[[ Source passage open ]]
I would identify two generally accepted views on how government should function. The first I call the “Benevolent Dictator” view. In the Benevolent Dictator school of thought, the ideal government collects communal resources and disperses them to qualified projects. According to this philosophy, taxes and fees are simply the cost of living within a community; there is no choice about the matter so you better learn to deal with it.
The obvious problem with this philosophy is that it fosters inefficient spending and poor service. Guaranteed revenue that is not connected to efficiency eliminates the motive for agencies or organizations to provide better service.
The second view on how government should function, I call the “Business of Government” philosophy. According to this school of thought, the ideal government functions like a business, where the governor and government are the equivalent of CEO and board, and the taxpayer is the proverbial shareholder. The board has a goal and an obligation to maximize profit and keep costs low. As successful management in an actual business comes in the form of profit in dividends, the equivalent in the “Business of Government” model is a partial return of principle (tax paid) in the form of tax rebates or tax cuts.
[[ Source passage closed ]]
[[ Provided records open ]]
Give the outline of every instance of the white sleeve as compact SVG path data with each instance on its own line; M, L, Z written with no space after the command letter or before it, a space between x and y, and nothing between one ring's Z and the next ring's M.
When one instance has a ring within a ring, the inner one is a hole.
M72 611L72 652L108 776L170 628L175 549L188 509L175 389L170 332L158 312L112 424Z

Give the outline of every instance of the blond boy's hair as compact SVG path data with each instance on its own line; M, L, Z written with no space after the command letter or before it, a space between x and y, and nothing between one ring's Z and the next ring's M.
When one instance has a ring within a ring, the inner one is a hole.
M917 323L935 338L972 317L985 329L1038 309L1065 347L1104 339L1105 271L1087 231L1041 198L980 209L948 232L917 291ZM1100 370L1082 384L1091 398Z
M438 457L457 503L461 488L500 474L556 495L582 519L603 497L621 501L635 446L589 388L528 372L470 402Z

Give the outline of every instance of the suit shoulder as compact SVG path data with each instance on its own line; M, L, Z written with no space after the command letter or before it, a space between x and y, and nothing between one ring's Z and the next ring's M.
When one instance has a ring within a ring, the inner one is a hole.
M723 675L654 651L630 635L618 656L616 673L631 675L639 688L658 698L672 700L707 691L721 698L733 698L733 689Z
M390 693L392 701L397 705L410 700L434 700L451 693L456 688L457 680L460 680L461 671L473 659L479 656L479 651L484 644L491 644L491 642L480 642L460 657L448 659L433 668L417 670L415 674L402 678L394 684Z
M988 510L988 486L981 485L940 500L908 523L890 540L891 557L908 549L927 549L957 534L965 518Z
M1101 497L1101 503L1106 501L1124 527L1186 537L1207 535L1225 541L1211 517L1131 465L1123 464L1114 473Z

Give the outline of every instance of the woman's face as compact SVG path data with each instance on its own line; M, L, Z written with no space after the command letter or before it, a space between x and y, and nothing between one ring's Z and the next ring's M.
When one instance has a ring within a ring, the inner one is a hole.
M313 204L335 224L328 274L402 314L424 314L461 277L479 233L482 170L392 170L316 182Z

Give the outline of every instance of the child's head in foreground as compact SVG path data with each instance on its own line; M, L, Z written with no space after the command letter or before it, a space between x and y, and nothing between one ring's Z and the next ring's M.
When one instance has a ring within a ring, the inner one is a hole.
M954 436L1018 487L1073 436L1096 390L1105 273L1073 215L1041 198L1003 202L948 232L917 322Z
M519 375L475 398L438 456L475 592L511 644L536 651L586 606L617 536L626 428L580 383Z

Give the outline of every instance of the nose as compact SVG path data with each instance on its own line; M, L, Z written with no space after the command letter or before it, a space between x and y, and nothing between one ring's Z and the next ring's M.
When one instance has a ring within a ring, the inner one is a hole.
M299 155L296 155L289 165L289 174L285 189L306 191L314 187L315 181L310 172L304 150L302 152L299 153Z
[[ Provided records closed ]]
- To do -
A) Answer these from the passage on views of government:
(i) What name does the writer give to the first view?
(ii) What does guaranteed revenue not connected to efficiency eliminate?
(iii) Who is the equivalent of the shareholder in the second view?
B) Turn the paragraph beginning "The second view on how government should function" in the passage on views of government into a short bulleted list that keeps its main facts.
C) Carry on the passage on views of government from its last sentence.
The listing comes from a different source than the passage on views of government.

- Answers in order -
A)
(i) The "Benevolent Dictator" view.
(ii) The motive for agencies or organizations to provide better service.
(iii) The taxpayer.

B)
- The writer calls the second view the "Business of Government" philosophy.
- The ideal government functions like a business. The governor and government are the equivalent of CEO and board, and the taxpayer is the shareholder.
- The board aims and is obligated to maximize profit and keep costs low.
- In a business, success shows up as profit in dividends. In this model, the equivalent is a partial return of tax paid through tax rebates or tax cuts.

C)
With this set of ideals in action, government officials seek out ways to increase efficiency and, ideally, people get the most bang for their buck. But this set of ideals has its imperfections as well. If the goal of managers is to increase efficiency, one of the easiest ways to do that is to cut programs and cut spending. Operating under these ideals, there is a higher risk that useful services will be cut and that resources will not go to those who need them most.
I propose a third option: government as a Non-Profit Corporation. The goal of a Non-Profit Corporation is to address a certain social good. People donate voluntarily to non-profits with no expectation of receiving services from that organization. Because these resources are limited, Non-Profits excel in doing more for less. Because the donations are voluntary, Non-Profits become very good at informing their donors of the good work they are doing.
Ideals are important. They help guide our choices and actions. They allow people to work together towards a common goal. Non-Profit Government is an ideal that guides towards effective social programs and doing more for less. What do you think?